2.2 Uncertainty metrics and robustness definitions

To assert the estimation of temperature and precipitation change and the corresponding robustness for projected climate scenarios across the P–E–C suite, every available model simulation within these experiments should be used. Historical and projected runs in the suite include the period 1961–1990 and 2071–2100 for PRUDENCE whereas corresponding periods are 1981–2000 and 2081–2100 for ENSEMBLES and 1986–2005 and 2081–2100 for Euro-CORDEX. The climate change scenarios used include SRES A2/B2 (pre-CMIP3) for PRUDENCE, SRES A1B (CMIP3) for ENSEMBLES and RCP4.5/RCP8.5 (CMIP5) for Euro-CORDEX. Model resolutions are 50 km and 25 km for PRUDENCE and ENSEMBLES, respectively, whereas Euro-CORDEX simulations comes in both a 50 km (Euro-CORDEX44) and 12 km (Euro-CORDEX11) resolution, resulting in four different lines of model suites to be compared.

== OBJECTIVE A ==
Write out the part of the uncertainty metrics excerpt from "2.2 Uncertainty metrics" up to and including "to be compared.".
The records have no connection to the uncertainty metrics excerpt above.

== DATA FOR PROCESSING ==
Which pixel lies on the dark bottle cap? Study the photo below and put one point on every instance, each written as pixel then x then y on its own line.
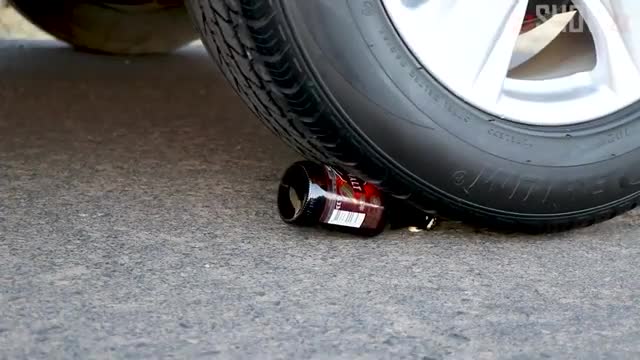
pixel 301 198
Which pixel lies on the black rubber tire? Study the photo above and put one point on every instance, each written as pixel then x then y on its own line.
pixel 334 80
pixel 113 27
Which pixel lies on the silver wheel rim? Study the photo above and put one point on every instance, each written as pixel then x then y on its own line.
pixel 548 76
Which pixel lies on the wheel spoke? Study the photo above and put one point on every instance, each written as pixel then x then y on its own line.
pixel 468 43
pixel 616 41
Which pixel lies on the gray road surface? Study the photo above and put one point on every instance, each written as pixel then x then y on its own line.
pixel 137 220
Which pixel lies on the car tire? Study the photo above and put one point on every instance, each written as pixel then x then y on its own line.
pixel 334 79
pixel 142 27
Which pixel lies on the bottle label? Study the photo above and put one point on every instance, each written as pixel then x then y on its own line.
pixel 351 202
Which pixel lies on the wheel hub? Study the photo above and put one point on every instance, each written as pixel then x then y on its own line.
pixel 568 65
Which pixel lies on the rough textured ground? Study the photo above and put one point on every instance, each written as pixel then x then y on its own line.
pixel 137 220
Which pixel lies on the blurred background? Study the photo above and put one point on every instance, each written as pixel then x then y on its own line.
pixel 13 25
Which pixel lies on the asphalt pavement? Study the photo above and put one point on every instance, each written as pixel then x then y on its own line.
pixel 137 219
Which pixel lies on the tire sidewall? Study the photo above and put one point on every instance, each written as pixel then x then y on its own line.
pixel 443 144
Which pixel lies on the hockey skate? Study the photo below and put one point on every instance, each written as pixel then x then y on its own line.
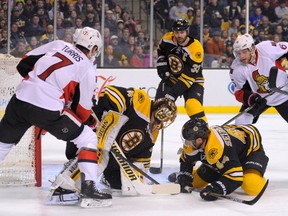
pixel 93 197
pixel 61 196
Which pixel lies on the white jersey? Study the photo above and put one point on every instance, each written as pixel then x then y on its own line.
pixel 267 56
pixel 52 81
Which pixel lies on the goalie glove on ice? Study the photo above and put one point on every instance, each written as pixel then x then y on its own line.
pixel 185 180
pixel 214 188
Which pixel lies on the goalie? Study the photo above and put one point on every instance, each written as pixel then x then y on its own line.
pixel 232 156
pixel 129 117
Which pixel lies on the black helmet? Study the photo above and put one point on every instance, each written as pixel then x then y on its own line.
pixel 180 25
pixel 195 128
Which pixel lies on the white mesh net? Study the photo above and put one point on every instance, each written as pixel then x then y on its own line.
pixel 18 168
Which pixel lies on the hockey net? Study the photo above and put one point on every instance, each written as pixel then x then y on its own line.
pixel 22 166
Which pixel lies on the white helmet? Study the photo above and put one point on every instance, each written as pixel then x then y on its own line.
pixel 88 38
pixel 242 42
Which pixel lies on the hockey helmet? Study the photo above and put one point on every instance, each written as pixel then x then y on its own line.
pixel 242 42
pixel 88 38
pixel 165 111
pixel 195 128
pixel 180 25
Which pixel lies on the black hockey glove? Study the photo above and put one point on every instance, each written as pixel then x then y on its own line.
pixel 163 70
pixel 257 101
pixel 213 188
pixel 185 180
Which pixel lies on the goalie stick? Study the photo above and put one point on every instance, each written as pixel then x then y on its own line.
pixel 234 199
pixel 272 81
pixel 139 186
pixel 158 170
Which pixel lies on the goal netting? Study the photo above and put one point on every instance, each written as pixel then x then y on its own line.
pixel 22 166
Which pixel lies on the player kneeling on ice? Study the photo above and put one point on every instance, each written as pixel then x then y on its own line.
pixel 128 118
pixel 231 156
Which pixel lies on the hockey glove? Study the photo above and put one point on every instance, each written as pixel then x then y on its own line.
pixel 163 70
pixel 185 180
pixel 257 101
pixel 207 192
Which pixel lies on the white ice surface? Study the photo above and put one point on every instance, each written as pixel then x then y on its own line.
pixel 28 201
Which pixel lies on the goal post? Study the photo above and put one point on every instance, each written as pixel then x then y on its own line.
pixel 22 166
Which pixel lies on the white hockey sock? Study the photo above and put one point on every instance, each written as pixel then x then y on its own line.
pixel 4 150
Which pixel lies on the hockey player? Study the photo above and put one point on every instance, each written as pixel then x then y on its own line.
pixel 136 136
pixel 250 72
pixel 51 74
pixel 232 156
pixel 179 67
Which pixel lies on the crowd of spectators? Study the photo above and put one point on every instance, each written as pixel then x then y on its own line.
pixel 125 42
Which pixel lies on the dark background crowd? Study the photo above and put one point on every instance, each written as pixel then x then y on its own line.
pixel 126 42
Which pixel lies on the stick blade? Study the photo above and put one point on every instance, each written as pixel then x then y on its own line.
pixel 155 170
pixel 166 189
pixel 273 77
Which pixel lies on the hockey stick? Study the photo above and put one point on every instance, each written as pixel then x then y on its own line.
pixel 158 170
pixel 272 81
pixel 251 107
pixel 139 186
pixel 234 199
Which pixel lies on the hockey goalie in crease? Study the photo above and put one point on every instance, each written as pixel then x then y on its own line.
pixel 130 118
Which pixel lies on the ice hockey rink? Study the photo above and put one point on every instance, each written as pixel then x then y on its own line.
pixel 29 201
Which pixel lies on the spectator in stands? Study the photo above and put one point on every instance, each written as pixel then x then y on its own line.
pixel 117 50
pixel 284 24
pixel 269 11
pixel 110 60
pixel 129 23
pixel 177 11
pixel 106 36
pixel 48 36
pixel 214 14
pixel 138 58
pixel 266 26
pixel 33 43
pixel 189 16
pixel 256 17
pixel 124 61
pixel 233 10
pixel 281 10
pixel 89 20
pixel 234 27
pixel 4 40
pixel 110 22
pixel 21 21
pixel 20 49
pixel 214 49
pixel 194 29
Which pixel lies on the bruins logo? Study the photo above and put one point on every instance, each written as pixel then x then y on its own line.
pixel 176 64
pixel 131 139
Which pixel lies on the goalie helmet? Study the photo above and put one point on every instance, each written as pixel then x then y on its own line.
pixel 165 111
pixel 242 42
pixel 88 38
pixel 195 128
pixel 180 25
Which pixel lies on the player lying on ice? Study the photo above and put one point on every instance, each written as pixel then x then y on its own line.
pixel 232 156
pixel 129 117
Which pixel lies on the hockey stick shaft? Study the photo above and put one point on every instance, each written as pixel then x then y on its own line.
pixel 251 107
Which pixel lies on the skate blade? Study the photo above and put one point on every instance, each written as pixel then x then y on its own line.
pixel 95 203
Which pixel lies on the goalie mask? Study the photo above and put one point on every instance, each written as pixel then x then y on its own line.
pixel 164 111
pixel 195 128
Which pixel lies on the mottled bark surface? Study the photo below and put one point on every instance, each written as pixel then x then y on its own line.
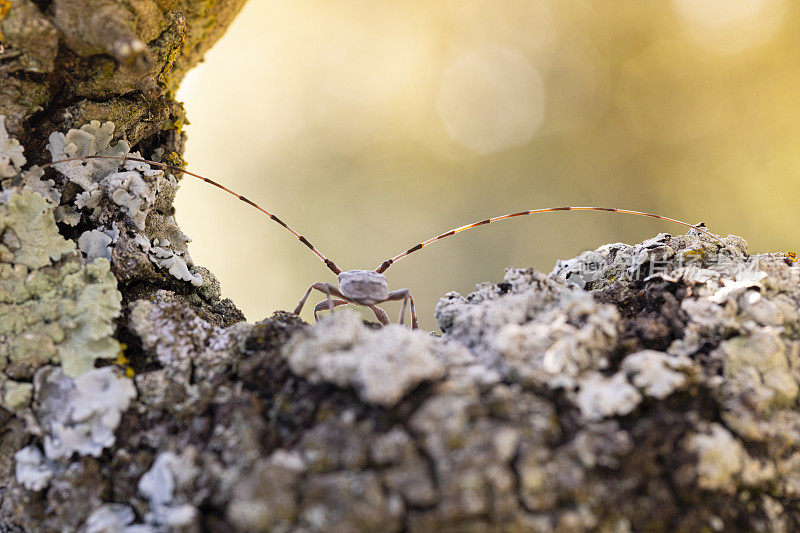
pixel 635 388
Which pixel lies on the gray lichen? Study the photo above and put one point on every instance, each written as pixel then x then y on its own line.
pixel 91 139
pixel 80 415
pixel 11 156
pixel 635 400
pixel 381 365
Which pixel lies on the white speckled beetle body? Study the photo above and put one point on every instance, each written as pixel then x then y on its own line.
pixel 369 287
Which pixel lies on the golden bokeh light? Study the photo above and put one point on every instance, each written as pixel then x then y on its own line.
pixel 370 126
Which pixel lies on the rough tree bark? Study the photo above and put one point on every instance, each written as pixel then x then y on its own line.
pixel 648 387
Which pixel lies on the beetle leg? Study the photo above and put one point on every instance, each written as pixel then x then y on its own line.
pixel 405 295
pixel 380 314
pixel 327 304
pixel 325 288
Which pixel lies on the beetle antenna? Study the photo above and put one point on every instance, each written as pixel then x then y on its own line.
pixel 389 262
pixel 330 264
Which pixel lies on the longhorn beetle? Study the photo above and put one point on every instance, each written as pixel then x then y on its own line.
pixel 369 287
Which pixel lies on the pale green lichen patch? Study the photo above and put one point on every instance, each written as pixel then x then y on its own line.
pixel 29 234
pixel 50 312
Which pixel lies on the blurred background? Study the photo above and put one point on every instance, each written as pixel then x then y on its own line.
pixel 370 126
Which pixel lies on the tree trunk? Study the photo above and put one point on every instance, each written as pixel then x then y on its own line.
pixel 648 387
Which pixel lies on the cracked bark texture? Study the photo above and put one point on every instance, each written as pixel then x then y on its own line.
pixel 635 388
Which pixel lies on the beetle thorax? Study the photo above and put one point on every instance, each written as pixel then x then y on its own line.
pixel 364 287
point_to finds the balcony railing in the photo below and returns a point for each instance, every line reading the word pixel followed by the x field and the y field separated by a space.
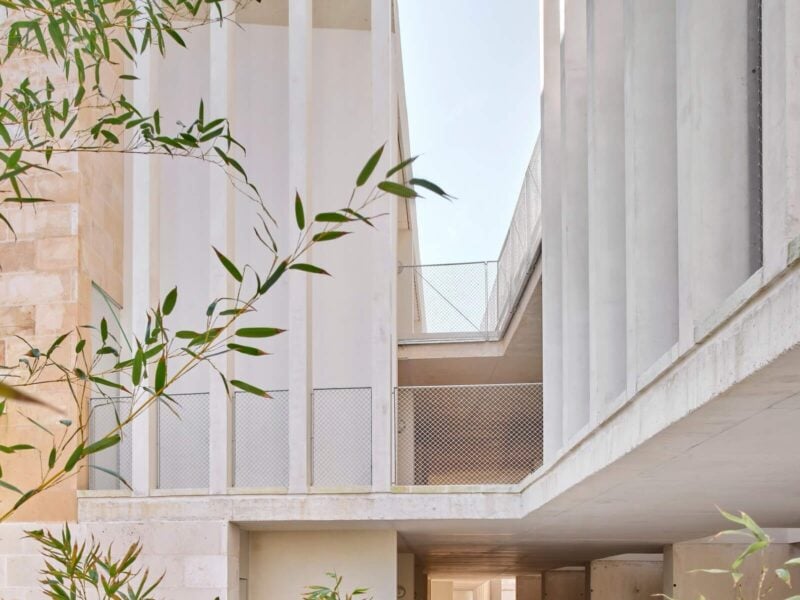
pixel 340 437
pixel 475 301
pixel 467 434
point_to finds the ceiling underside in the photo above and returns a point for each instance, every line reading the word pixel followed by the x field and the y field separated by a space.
pixel 640 503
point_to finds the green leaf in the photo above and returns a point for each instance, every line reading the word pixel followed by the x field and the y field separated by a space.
pixel 8 486
pixel 161 374
pixel 258 332
pixel 369 168
pixel 332 218
pixel 169 301
pixel 309 268
pixel 430 186
pixel 15 448
pixel 397 189
pixel 326 236
pixel 229 266
pixel 244 386
pixel 73 459
pixel 248 350
pixel 106 442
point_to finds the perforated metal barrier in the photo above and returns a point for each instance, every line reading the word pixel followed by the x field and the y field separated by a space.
pixel 261 440
pixel 467 435
pixel 183 442
pixel 341 443
pixel 104 466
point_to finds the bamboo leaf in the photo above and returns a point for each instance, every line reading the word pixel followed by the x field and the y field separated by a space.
pixel 369 167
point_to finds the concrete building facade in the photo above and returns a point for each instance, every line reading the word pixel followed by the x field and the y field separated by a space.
pixel 558 423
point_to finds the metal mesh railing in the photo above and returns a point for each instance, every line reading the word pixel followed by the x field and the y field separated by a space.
pixel 261 440
pixel 107 466
pixel 183 442
pixel 467 434
pixel 341 442
pixel 475 300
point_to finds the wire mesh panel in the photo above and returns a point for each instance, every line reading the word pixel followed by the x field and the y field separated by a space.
pixel 104 466
pixel 467 435
pixel 453 298
pixel 183 439
pixel 261 440
pixel 342 437
pixel 475 300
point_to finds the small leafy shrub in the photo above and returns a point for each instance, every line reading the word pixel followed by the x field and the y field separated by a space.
pixel 321 592
pixel 81 571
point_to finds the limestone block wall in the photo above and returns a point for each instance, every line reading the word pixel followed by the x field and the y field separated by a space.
pixel 47 266
pixel 199 560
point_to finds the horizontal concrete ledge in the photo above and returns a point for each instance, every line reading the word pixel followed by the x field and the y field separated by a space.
pixel 346 508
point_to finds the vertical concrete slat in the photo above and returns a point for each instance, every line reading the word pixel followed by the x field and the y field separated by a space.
pixel 574 218
pixel 300 348
pixel 141 216
pixel 220 222
pixel 718 170
pixel 651 214
pixel 606 202
pixel 384 272
pixel 551 226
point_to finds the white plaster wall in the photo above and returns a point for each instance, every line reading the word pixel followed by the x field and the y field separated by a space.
pixel 262 114
pixel 341 144
pixel 405 574
pixel 564 585
pixel 184 210
pixel 529 587
pixel 198 559
pixel 441 590
pixel 284 563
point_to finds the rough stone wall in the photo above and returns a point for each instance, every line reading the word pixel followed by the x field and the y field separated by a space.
pixel 46 273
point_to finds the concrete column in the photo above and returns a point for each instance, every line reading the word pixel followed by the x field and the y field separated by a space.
pixel 781 131
pixel 606 201
pixel 574 218
pixel 300 359
pixel 651 213
pixel 384 273
pixel 441 590
pixel 566 584
pixel 719 177
pixel 220 225
pixel 141 262
pixel 626 578
pixel 550 40
pixel 689 557
pixel 529 587
pixel 792 104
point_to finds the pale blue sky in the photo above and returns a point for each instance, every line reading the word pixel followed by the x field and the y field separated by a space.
pixel 472 88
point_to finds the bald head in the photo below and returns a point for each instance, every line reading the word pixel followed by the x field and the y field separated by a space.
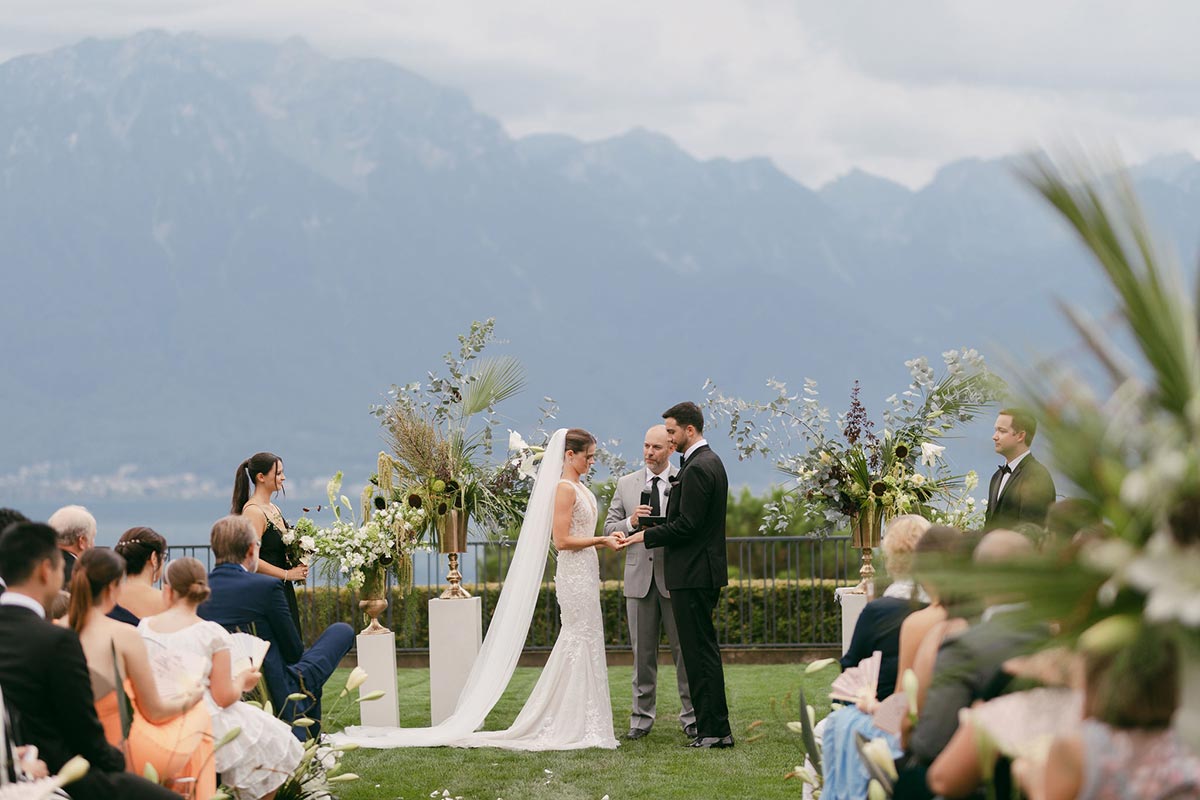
pixel 657 449
pixel 1001 546
pixel 75 527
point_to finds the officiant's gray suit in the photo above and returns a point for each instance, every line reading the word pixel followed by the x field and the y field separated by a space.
pixel 647 605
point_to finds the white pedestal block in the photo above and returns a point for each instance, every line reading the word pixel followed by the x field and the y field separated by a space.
pixel 852 605
pixel 377 655
pixel 456 632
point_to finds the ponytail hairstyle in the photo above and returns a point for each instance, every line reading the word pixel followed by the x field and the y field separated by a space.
pixel 96 570
pixel 577 440
pixel 187 579
pixel 244 479
pixel 137 545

== OBJECTIVE B ==
Repeat the records verbatim, starting at the line that contains "point_to finds the ponytail" and continuing through the final line of the records.

== TASK SOLUTION A ==
2.2 Uncertainty metrics and robustness definitions

To assert the estimation of temperature and precipitation change and the corresponding robustness for projected climate scenarios across the P–E–C suite, every available model simulation within these experiments should be used. Historical and projected runs in the suite include the period 1961–1990 and 2071–2100 for PRUDENCE whereas corresponding periods are 1981–2000 and 2081–2100 for ENSEMBLES and 1986–2005 and 2081–2100 for Euro-CORDEX. The climate change scenarios used include SRES A2/B2 (pre-CMIP3) for PRUDENCE, SRES A1B (CMIP3) for ENSEMBLES and RCP4.5/RCP8.5 (CMIP5) for Euro-CORDEX. Model resolutions are 50 km and 25 km for PRUDENCE and ENSEMBLES, respectively, whereas Euro-CORDEX simulations comes in both a 50 km (Euro-CORDEX44) and 12 km (Euro-CORDEX11) resolution, resulting in four different lines of model suites to be compared.

== TASK SOLUTION B ==
point_to finds the ponytail hairstyle in the photo above and returns a point for each instance, every line reading the word pixel followed by the x field and the y field separated by a space.
pixel 96 570
pixel 577 440
pixel 187 579
pixel 244 479
pixel 137 545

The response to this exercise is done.